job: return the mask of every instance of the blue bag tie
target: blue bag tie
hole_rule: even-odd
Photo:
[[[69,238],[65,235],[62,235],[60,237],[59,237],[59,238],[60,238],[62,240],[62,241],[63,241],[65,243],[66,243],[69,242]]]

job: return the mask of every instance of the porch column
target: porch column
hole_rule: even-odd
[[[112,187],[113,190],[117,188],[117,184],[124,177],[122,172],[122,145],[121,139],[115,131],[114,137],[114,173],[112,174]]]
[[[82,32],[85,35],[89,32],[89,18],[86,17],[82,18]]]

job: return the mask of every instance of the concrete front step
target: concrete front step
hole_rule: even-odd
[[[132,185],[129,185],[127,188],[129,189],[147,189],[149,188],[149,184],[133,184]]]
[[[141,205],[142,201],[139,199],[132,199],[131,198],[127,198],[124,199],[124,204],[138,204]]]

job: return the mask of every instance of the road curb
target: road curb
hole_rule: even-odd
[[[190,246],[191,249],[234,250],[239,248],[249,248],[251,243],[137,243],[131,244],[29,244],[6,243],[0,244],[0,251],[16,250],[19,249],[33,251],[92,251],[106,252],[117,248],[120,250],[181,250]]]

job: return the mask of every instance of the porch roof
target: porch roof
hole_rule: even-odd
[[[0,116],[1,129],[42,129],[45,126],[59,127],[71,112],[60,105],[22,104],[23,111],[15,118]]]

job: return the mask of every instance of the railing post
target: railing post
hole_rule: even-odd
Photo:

◇ ◇ ◇ ◇

- **What needs to be done**: Give the lines of the listing above, from the line containing "job: return the mask of every instance of the porch column" through the line containing "[[[82,32],[85,35],[89,32],[89,18],[86,17],[82,18]]]", inclusive, as a JSON list of strings with one string per line and blank lines omitted.

- **Right answer**:
[
  "job: return the mask of every instance of the porch column",
  "target: porch column",
  "hole_rule: even-odd",
  "[[[112,187],[113,190],[117,188],[117,184],[124,177],[122,172],[122,145],[121,139],[115,131],[114,137],[114,173],[112,174]]]",
  "[[[82,32],[85,35],[89,32],[89,18],[86,17],[82,18]]]"
]